WRITTEN PROBLEM: Pull out each line of the data below that contains the string "creek". Matching is case-sensitive.

GIVEN DATA:
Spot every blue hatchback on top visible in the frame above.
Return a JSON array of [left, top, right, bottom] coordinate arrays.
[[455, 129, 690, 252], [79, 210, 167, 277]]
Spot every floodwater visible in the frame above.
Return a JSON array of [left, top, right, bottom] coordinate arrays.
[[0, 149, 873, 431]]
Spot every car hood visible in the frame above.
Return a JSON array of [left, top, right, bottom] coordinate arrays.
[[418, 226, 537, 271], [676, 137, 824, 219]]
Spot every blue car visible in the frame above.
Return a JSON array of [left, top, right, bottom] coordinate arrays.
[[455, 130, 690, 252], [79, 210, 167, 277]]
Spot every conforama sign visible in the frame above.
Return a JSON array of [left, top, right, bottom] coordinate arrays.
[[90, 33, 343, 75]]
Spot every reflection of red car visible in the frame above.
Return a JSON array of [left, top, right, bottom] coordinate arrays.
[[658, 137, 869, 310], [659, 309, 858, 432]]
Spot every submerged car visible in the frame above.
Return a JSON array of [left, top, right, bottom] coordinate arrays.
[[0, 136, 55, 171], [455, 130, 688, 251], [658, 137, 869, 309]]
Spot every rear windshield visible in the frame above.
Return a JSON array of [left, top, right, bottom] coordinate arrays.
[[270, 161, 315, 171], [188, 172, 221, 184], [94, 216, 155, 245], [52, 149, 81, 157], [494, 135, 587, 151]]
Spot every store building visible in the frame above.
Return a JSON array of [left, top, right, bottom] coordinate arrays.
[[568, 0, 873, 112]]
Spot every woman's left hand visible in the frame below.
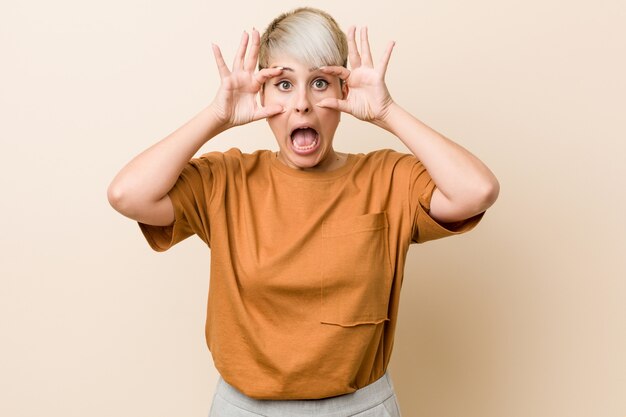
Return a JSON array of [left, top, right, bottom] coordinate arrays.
[[317, 26, 395, 123]]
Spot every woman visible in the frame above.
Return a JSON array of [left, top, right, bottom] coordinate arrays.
[[108, 8, 499, 416]]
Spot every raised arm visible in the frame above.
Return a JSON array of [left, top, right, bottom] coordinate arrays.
[[107, 30, 283, 226], [318, 27, 499, 223]]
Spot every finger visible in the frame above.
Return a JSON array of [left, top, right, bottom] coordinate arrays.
[[233, 30, 248, 71], [243, 28, 261, 71], [254, 67, 283, 85], [252, 104, 285, 122], [380, 41, 396, 77], [348, 26, 361, 69], [211, 43, 230, 78], [316, 97, 352, 114], [361, 26, 374, 67], [320, 66, 350, 81]]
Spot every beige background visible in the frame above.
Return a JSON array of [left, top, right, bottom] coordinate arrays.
[[0, 0, 626, 417]]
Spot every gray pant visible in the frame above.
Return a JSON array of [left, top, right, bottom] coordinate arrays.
[[209, 372, 400, 417]]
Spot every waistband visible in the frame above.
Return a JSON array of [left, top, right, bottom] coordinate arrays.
[[215, 372, 395, 417]]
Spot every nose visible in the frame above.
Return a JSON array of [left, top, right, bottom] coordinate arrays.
[[294, 89, 311, 114]]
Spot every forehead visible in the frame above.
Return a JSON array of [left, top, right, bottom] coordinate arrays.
[[269, 55, 319, 73]]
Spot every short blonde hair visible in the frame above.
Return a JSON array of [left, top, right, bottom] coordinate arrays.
[[259, 7, 348, 69]]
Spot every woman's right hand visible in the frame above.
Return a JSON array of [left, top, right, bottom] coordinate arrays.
[[211, 29, 283, 130]]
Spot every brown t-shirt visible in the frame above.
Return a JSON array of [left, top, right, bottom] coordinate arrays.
[[140, 149, 482, 399]]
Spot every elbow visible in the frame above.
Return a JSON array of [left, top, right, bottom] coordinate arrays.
[[476, 177, 500, 213], [107, 181, 129, 216]]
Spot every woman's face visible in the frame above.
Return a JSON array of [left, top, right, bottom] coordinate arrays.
[[261, 56, 345, 170]]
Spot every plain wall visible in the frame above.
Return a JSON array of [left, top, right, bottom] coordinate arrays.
[[0, 0, 626, 417]]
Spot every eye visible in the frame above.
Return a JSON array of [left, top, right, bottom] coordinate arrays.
[[313, 78, 329, 90], [274, 80, 291, 91]]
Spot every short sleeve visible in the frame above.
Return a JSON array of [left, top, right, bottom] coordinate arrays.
[[409, 159, 484, 243], [139, 156, 214, 252]]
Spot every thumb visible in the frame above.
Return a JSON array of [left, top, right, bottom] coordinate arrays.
[[316, 97, 352, 114], [252, 104, 285, 121]]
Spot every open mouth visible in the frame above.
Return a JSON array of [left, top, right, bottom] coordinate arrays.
[[291, 127, 319, 154]]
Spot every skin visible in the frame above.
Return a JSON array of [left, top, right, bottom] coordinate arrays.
[[108, 27, 499, 226], [261, 56, 347, 171]]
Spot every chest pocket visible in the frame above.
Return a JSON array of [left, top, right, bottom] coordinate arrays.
[[319, 212, 392, 326]]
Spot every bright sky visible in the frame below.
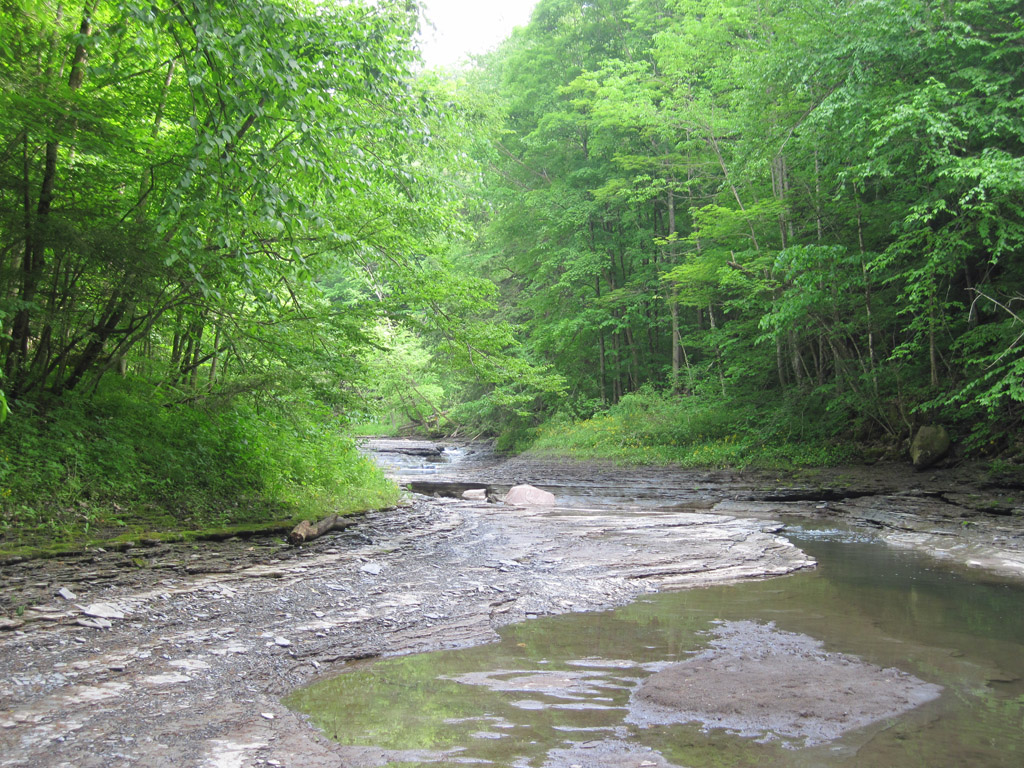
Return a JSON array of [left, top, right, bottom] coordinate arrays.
[[423, 0, 538, 67]]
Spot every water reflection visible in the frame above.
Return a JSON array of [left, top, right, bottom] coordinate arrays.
[[290, 530, 1024, 768]]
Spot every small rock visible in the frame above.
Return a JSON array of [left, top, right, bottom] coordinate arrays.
[[505, 485, 555, 507], [79, 603, 125, 618]]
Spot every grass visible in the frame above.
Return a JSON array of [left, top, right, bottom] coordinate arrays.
[[0, 382, 398, 559], [528, 391, 857, 469]]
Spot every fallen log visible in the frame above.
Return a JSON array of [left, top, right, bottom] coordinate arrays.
[[288, 515, 355, 547]]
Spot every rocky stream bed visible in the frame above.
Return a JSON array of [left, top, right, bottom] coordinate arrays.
[[0, 443, 1024, 768]]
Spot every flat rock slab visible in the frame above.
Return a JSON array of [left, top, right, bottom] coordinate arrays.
[[628, 622, 942, 746], [505, 485, 555, 507], [544, 739, 678, 768]]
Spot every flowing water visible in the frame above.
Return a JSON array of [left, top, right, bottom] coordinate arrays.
[[290, 528, 1024, 768], [288, 444, 1024, 768]]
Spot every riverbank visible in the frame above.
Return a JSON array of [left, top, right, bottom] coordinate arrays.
[[0, 449, 1024, 768]]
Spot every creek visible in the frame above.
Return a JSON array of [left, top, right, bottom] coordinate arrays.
[[288, 442, 1024, 768]]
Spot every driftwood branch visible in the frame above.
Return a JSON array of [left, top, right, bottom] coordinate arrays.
[[288, 515, 355, 547]]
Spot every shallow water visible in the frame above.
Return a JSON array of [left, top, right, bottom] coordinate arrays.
[[288, 529, 1024, 768]]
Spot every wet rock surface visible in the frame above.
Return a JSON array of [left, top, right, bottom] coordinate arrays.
[[0, 445, 1024, 768], [628, 622, 941, 746]]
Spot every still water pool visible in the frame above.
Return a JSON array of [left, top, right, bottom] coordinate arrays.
[[288, 529, 1024, 768]]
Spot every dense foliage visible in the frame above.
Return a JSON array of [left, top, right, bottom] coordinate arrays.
[[460, 0, 1024, 453], [0, 0, 536, 552], [0, 0, 1024, 557]]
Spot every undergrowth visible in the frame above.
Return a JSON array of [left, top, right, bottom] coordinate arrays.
[[528, 389, 858, 469], [0, 382, 398, 553]]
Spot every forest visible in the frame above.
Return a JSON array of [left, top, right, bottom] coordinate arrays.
[[0, 0, 1024, 550]]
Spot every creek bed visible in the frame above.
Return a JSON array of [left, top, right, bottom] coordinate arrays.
[[288, 527, 1024, 768]]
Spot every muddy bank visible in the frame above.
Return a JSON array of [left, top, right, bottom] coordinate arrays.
[[0, 451, 1024, 768], [0, 500, 813, 768]]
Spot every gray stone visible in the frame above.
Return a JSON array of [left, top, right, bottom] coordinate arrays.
[[505, 485, 555, 507], [910, 426, 950, 469]]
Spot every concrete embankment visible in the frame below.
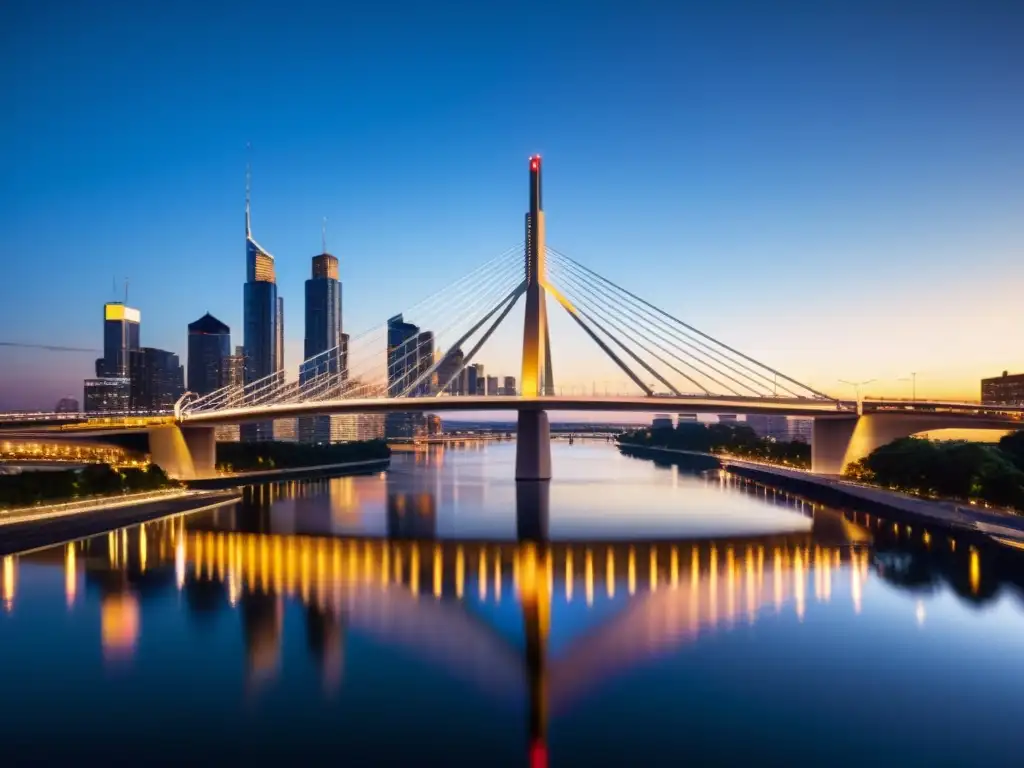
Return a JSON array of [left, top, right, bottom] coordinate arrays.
[[187, 459, 391, 488], [622, 445, 1024, 538], [0, 490, 242, 555]]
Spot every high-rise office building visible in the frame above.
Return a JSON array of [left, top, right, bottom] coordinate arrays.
[[187, 312, 231, 395], [437, 347, 465, 394], [214, 345, 246, 442], [384, 314, 433, 437], [54, 396, 82, 414], [96, 301, 142, 378], [128, 347, 184, 412], [273, 296, 285, 372], [981, 371, 1024, 406], [299, 251, 347, 443], [412, 331, 437, 397], [82, 376, 131, 414], [242, 174, 284, 441]]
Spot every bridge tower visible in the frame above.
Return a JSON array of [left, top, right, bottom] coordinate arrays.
[[515, 155, 555, 480]]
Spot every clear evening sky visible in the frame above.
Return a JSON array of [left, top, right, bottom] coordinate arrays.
[[0, 0, 1024, 409]]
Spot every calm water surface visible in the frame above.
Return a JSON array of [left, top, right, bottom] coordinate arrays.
[[0, 443, 1024, 766]]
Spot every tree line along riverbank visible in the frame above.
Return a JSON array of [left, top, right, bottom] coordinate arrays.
[[0, 440, 391, 509], [617, 423, 1024, 513]]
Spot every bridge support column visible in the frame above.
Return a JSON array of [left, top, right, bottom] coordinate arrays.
[[515, 480, 551, 542], [150, 424, 217, 480], [515, 411, 551, 480]]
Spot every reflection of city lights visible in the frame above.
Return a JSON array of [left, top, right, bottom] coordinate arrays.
[[584, 548, 594, 607], [793, 549, 807, 621], [0, 555, 16, 611], [565, 550, 572, 603], [99, 592, 138, 658], [604, 547, 615, 598], [970, 547, 981, 595], [174, 537, 185, 590], [434, 544, 441, 600], [65, 544, 78, 608], [626, 547, 637, 595], [850, 560, 863, 614], [772, 547, 782, 613], [138, 523, 146, 573], [455, 545, 466, 599]]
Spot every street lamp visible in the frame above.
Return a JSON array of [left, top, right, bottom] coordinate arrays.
[[900, 371, 918, 402], [839, 379, 878, 414]]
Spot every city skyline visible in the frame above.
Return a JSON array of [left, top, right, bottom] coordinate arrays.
[[0, 3, 1024, 408]]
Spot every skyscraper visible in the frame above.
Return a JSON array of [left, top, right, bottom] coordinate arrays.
[[437, 347, 465, 394], [384, 314, 434, 437], [242, 173, 284, 441], [96, 301, 142, 378], [299, 251, 347, 442], [128, 347, 185, 412], [274, 296, 285, 372], [188, 312, 231, 395]]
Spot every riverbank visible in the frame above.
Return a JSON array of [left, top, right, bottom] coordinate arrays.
[[620, 445, 1024, 541], [0, 490, 242, 555], [186, 458, 391, 489]]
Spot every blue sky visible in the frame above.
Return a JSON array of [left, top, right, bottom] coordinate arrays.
[[0, 0, 1024, 408]]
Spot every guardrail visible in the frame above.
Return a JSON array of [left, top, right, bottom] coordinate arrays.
[[0, 488, 191, 523]]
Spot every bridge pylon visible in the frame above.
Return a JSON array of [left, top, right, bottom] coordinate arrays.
[[515, 155, 555, 480]]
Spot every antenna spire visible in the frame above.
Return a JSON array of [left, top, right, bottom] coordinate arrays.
[[246, 141, 253, 238]]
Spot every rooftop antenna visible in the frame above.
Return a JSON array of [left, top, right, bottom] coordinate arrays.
[[246, 141, 253, 238]]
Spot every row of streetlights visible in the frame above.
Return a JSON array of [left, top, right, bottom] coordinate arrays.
[[838, 371, 918, 402]]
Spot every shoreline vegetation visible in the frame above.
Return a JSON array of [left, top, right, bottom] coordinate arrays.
[[0, 464, 181, 509], [615, 422, 811, 469], [217, 440, 391, 472], [0, 440, 391, 510], [616, 423, 1024, 514]]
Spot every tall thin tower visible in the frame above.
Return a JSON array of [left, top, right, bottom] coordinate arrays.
[[522, 155, 555, 397], [515, 155, 554, 487]]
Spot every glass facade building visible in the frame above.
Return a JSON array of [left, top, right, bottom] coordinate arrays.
[[384, 314, 433, 437], [82, 376, 131, 414], [242, 196, 283, 441], [96, 301, 142, 378], [981, 371, 1024, 406], [129, 347, 185, 412], [299, 253, 348, 443], [187, 312, 231, 395]]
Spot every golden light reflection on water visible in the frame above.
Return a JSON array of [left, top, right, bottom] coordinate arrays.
[[0, 481, 999, 716]]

WRITTEN SOLUTION:
Spot every creek visible in the frame above.
Spot every creek bed visible in the frame above.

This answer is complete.